## Written problem 1
According to the Terabit Ethernet text, on what date were the 400 Gigabit and 200 Gigabit Ethernet standards approved?
## Written problem 2
Please reproduce the Terabit Ethernet text from "Terabit Ethernet or" up to and including "200G and 400G.", changing "suppliers" to "vendors".

## Page extract
····················

Terabit Ethernet or TbE is Ethernet with speeds above 100 Gigabit Ethernet. 400 Gigabit Ethernet (400G, 400GbE) and 200 Gigabit Ethernet (200G, 200GbE) standards developed by the IEEE P802.3bs Task Force using broadly similar technology to 100 Gigabit Ethernet were approved on December 6, 2017.  In 2016, several networking equipment suppliers were already offering proprietary solutions for 200G and 400G.

The Ethernet Alliance's 2022 technology roadmap expects speeds of 800 Gbit/s and 1.6 Tbit/s to become an IEEE standard between about 2023 and 2025. Doubling to 800 GbE is expected to occur after 112 Gbit/s SerDes become available. The Optical Internetworking Forum (OIF) has already announced five new projects at 112 Gbit/s which would also make 4th generation (single-lane) 100 GbE links possible. The IEEE P802.3df Task Force started work in January 2022 to standardize 800 Gbit/s and 1.6 Tbit/s Ethernet.

····················

## Data records
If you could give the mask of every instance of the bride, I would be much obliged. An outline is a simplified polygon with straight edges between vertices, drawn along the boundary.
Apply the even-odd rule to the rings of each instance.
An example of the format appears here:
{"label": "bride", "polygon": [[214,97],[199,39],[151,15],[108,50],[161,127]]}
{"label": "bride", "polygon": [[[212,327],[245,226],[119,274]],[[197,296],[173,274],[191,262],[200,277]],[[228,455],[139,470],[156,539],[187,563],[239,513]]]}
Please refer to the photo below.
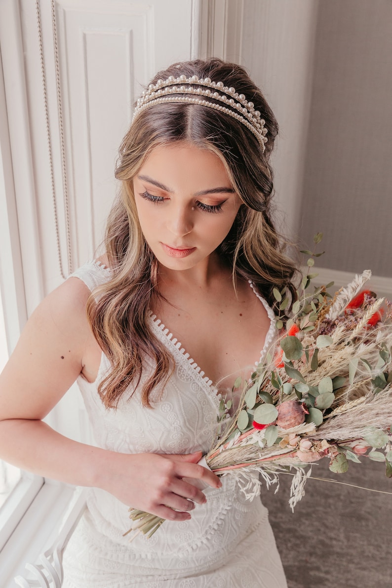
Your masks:
{"label": "bride", "polygon": [[[273,288],[295,299],[270,216],[277,132],[238,65],[158,74],[120,146],[103,255],[41,303],[1,375],[1,458],[89,487],[65,588],[287,586],[266,509],[197,463],[274,337]],[[75,380],[97,446],[42,420]],[[130,543],[130,506],[170,523]]]}

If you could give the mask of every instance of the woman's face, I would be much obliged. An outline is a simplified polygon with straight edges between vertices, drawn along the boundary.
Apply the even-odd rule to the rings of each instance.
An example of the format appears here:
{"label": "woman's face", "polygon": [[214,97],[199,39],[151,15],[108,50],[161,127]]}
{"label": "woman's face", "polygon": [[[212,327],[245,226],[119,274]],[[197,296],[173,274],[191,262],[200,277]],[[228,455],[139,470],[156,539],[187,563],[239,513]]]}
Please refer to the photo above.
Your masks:
{"label": "woman's face", "polygon": [[173,270],[208,260],[234,222],[241,201],[215,153],[186,143],[155,149],[133,178],[145,238]]}

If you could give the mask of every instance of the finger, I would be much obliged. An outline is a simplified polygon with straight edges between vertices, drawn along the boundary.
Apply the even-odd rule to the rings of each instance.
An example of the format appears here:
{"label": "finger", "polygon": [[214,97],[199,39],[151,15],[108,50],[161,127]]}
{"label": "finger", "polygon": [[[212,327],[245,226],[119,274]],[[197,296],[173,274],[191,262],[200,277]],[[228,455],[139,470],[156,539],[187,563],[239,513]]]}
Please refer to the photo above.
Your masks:
{"label": "finger", "polygon": [[176,468],[176,475],[178,477],[195,478],[201,480],[208,484],[212,488],[220,488],[222,482],[219,478],[211,470],[203,467],[199,463],[178,463]]}
{"label": "finger", "polygon": [[162,457],[166,457],[173,462],[189,462],[191,463],[197,463],[203,457],[203,452],[195,451],[193,453],[160,453],[159,455]]}
{"label": "finger", "polygon": [[203,492],[188,480],[185,481],[179,478],[173,480],[170,489],[175,494],[183,496],[184,498],[196,502],[199,505],[203,505],[206,502]]}
{"label": "finger", "polygon": [[166,506],[165,505],[159,505],[154,509],[152,513],[162,519],[167,519],[167,520],[174,520],[180,522],[183,520],[190,520],[190,514],[189,512],[184,512],[181,510],[173,510],[173,509]]}

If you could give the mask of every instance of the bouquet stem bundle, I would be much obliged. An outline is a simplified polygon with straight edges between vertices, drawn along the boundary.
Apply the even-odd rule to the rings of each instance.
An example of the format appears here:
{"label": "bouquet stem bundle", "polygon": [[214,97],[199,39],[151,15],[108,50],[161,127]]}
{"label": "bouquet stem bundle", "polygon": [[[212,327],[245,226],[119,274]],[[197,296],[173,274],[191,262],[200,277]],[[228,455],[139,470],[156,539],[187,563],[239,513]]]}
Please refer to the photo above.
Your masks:
{"label": "bouquet stem bundle", "polygon": [[[304,252],[310,260],[320,255]],[[323,457],[343,473],[364,456],[383,462],[392,477],[392,305],[361,291],[370,276],[356,276],[332,298],[328,286],[307,293],[315,277],[309,274],[285,329],[278,314],[280,336],[205,456],[217,475],[237,476],[247,498],[259,493],[260,477],[277,490],[279,474],[294,470],[293,509],[311,464]],[[274,295],[283,310],[284,290]],[[130,531],[148,536],[164,520],[133,509],[129,516]]]}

····················

## Written solution 1
December 6, 2017

## Written solution 2
Terabit Ethernet or TbE is Ethernet with speeds above 100 Gigabit Ethernet. 400 Gigabit Ethernet (400G, 400GbE) and 200 Gigabit Ethernet (200G, 200GbE) standards developed by the IEEE P802.3bs Task Force using broadly similar technology to 100 Gigabit Ethernet were approved on December 6, 2017.  In 2016, several networking equipment vendors were already offering proprietary solutions for 200G and 400G.